- _Assigned task_:
State the number of lines in the records that contain "positive", with no other words.
· · · · ·
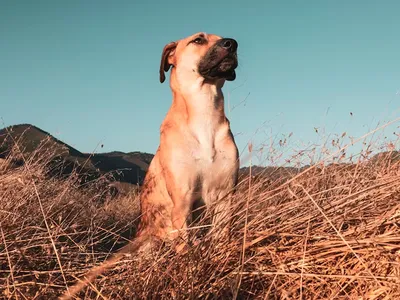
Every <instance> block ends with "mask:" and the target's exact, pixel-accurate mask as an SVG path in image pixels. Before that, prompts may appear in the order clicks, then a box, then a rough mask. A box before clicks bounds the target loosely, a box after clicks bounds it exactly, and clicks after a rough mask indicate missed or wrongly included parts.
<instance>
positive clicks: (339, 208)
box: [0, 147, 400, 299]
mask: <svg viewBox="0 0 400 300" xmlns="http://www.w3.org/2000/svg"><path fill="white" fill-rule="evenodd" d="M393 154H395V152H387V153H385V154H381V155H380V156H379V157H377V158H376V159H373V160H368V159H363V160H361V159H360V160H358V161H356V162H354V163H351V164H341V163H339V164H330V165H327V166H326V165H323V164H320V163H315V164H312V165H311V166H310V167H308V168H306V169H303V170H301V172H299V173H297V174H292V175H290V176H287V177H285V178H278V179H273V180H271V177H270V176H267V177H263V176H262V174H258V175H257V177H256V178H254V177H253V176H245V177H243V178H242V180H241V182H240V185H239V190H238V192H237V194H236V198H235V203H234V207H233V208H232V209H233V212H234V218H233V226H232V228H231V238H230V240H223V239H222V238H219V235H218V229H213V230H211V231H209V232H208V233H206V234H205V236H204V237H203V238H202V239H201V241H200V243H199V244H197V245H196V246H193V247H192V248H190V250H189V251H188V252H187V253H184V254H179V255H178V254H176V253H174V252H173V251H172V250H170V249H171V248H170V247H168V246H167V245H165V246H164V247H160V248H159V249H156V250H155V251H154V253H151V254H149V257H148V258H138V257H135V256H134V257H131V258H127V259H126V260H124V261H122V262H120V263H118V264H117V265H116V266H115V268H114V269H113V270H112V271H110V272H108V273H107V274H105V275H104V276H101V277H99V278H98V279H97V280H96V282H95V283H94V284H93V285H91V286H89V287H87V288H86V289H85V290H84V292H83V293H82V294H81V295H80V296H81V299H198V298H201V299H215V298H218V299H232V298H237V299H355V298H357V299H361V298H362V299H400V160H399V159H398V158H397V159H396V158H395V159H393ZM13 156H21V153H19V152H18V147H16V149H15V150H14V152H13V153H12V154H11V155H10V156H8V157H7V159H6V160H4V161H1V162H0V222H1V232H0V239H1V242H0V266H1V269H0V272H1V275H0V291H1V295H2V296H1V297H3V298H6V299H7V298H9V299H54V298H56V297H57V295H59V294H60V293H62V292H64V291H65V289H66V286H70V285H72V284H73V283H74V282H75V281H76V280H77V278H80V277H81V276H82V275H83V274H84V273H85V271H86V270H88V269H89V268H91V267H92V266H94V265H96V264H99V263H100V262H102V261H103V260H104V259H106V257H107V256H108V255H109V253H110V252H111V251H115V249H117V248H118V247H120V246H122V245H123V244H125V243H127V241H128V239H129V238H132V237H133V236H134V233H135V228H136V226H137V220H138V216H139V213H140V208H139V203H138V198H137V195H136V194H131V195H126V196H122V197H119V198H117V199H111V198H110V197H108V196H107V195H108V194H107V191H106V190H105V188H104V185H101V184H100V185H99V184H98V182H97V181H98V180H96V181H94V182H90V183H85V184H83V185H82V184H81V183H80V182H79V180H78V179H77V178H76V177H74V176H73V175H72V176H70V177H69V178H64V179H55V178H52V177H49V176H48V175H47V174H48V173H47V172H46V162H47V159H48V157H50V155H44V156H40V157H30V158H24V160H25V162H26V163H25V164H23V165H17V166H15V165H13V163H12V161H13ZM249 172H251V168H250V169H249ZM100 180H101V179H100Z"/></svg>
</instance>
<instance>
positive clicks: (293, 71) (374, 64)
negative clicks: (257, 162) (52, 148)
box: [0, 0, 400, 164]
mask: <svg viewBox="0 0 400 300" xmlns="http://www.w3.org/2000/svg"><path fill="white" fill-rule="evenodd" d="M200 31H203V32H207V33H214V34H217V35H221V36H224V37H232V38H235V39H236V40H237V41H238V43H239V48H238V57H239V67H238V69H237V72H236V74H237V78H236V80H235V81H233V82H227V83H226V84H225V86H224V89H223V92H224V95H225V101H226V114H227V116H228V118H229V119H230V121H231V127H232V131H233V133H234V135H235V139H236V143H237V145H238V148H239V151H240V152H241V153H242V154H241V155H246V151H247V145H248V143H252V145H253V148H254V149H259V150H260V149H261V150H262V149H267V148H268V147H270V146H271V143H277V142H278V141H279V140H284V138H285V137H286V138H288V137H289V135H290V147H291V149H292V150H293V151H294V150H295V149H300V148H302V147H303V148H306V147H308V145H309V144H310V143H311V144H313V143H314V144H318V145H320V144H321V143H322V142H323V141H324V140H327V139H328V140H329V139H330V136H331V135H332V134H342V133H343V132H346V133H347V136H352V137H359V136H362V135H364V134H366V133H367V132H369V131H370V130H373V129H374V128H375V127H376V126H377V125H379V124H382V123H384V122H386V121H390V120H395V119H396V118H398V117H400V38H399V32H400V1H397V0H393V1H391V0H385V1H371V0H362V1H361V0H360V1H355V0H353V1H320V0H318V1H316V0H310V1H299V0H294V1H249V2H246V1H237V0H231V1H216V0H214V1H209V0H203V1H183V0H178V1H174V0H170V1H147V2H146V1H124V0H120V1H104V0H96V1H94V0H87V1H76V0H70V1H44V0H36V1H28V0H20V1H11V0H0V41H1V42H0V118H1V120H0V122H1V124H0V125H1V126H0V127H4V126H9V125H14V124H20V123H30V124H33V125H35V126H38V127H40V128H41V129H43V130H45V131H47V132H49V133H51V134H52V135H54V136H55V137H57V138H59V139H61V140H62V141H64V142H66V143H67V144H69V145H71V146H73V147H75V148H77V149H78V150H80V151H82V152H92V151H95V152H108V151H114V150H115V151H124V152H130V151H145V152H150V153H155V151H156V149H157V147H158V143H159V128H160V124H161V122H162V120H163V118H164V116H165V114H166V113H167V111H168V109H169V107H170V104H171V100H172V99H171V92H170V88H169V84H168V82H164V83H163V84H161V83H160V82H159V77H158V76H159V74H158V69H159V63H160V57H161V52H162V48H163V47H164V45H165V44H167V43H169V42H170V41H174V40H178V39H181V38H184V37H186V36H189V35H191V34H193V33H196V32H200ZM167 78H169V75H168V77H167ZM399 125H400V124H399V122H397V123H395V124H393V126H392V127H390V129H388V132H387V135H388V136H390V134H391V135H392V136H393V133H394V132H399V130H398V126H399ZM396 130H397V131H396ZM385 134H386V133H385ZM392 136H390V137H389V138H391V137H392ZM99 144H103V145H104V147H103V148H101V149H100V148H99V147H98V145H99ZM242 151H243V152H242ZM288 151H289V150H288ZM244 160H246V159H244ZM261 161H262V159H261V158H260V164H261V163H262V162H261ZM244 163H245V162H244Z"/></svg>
· · · · ·
- _Exercise result_:
2